◆ **DIRECTIONS FOR THIS TASK**
Copy out word for word the part of the forum thread below about comparing CD24+ cell proportions that falls between "Thanks for the" and "more optimal approach.", inclusive.
[PASSAGE TO READ — start]
Hi,
I want to compare the proportion of cells of interest (CD24+ cells here) across different time points (ctrl, DM12, DM24 and DM36) within different cell types (T cell1 and T cell2 here) as shown in the figure but not sure what is the optimal approach? I have 2 replicates per time point and the proportion of CD24+ cells is very small compared to overall cells.
I assume I cannot use tools like scCODA and compositional analysis as based on the scCODA paper I would need more replicates for rare cell types such as in my case (recommended 8 to 10 samples if the cell type is rare depending on the statistical power you are looking for). But how about other tests like Kruskal-Wallis following by post-hoc comparisons? Do I have to run any tests in this case?
Thanks!
Thanks for the link! It is indeed related to what I am looking for. Still remaining issue is the number of replicates per group. I know the un-official rule of thumb for methods like edgeR to be reliable is having minimum 3 replicates per group. Also in the OSCA link, there are 3 replicates for the example analysis. Do you think I can still safely use similar approach while having 2 replicates? I know it has been said that some methods can also handle less replicate but I cannot rely on their ability to control the errors. Edit: I found this link discussing number of replicates in these methods. Still would be helpful if there is more optimal approach.
edgeR and company require at minimum 2 vs 1. More of course better, but if you are underpowered, then better use a solid framework like this, rather than cooking custom stats which might perform poorly. You can generate some power by not only testing the CD24+ cells, but all identified celltypes / clusters so the dispersion estimation might get more robust. Just like edgeR normally gains power from sharing information across many genes, rather than testing every gene in isolation 1 by 1.
This totally makes sense. Thanks you!
[PASSAGE TO READ — finish]
[ENTRIES SHOWN — start]
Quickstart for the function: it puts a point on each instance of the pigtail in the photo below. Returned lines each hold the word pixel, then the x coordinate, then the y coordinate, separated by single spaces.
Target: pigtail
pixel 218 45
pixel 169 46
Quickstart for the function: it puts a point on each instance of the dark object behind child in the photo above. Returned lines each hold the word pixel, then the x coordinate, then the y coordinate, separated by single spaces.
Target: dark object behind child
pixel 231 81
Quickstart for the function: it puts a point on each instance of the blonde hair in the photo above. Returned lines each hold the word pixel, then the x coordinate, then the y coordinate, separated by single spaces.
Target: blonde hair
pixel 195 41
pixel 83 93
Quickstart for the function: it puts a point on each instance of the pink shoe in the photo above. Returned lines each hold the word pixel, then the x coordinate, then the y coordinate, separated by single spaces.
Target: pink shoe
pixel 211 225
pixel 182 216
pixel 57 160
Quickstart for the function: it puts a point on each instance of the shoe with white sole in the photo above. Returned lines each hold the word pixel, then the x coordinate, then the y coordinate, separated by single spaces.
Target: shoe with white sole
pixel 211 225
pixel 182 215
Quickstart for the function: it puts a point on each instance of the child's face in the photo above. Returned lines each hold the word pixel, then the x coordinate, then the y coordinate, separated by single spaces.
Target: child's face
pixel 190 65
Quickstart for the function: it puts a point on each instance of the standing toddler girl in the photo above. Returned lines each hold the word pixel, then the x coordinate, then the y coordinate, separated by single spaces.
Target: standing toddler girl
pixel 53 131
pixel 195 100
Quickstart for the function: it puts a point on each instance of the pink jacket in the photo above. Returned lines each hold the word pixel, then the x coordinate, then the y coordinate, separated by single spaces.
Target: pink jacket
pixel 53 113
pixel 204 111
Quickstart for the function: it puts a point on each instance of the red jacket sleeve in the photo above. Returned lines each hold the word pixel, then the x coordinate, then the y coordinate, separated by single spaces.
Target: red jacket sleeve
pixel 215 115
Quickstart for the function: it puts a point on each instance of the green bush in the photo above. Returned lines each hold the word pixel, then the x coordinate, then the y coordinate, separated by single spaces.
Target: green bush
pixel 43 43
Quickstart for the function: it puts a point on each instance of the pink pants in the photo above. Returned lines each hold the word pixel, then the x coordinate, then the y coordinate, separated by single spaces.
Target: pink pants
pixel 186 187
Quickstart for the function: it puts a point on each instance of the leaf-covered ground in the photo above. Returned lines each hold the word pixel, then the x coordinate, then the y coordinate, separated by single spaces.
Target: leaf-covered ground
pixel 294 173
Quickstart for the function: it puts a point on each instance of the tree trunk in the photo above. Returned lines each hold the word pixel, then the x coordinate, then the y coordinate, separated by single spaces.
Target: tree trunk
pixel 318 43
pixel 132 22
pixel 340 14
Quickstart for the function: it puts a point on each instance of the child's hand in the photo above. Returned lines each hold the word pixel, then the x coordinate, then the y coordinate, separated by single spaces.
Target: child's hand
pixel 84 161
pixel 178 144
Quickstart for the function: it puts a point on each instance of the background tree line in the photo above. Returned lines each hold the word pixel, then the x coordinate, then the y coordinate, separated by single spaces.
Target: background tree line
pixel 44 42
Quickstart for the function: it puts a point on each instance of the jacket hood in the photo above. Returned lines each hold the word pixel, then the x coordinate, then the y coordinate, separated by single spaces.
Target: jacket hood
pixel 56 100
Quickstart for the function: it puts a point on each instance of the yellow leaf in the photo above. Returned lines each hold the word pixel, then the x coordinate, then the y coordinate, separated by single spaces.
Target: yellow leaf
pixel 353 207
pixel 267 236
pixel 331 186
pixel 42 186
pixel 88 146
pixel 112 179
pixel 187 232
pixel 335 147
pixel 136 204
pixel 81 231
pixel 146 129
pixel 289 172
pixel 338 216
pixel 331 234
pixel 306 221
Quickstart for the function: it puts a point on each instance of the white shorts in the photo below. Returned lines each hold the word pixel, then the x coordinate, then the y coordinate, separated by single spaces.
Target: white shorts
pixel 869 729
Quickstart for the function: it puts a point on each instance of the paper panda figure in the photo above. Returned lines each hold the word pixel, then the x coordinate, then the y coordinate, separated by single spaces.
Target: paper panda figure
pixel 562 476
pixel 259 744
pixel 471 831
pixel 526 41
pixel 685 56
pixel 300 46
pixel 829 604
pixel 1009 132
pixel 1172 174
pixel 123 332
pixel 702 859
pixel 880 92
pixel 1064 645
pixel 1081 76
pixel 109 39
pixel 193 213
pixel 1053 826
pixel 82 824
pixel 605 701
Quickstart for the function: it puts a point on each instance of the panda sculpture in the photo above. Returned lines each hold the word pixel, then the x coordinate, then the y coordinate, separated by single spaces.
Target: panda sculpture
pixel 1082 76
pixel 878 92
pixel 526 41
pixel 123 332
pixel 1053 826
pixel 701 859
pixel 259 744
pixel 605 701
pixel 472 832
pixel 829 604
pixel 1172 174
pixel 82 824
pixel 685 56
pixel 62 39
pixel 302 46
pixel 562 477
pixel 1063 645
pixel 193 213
[ENTRIES SHOWN — finish]
◆ **EXERCISE RESULT**
Thanks for the link! It is indeed related to what I am looking for. Still remaining issue is the number of replicates per group. I know the un-official rule of thumb for methods like edgeR to be reliable is having minimum 3 replicates per group. Also in the OSCA link, there are 3 replicates for the example analysis. Do you think I can still safely use similar approach while having 2 replicates? I know it has been said that some methods can also handle less replicate but I cannot rely on their ability to control the errors. Edit: I found this link discussing number of replicates in these methods. Still would be helpful if there is more optimal approach.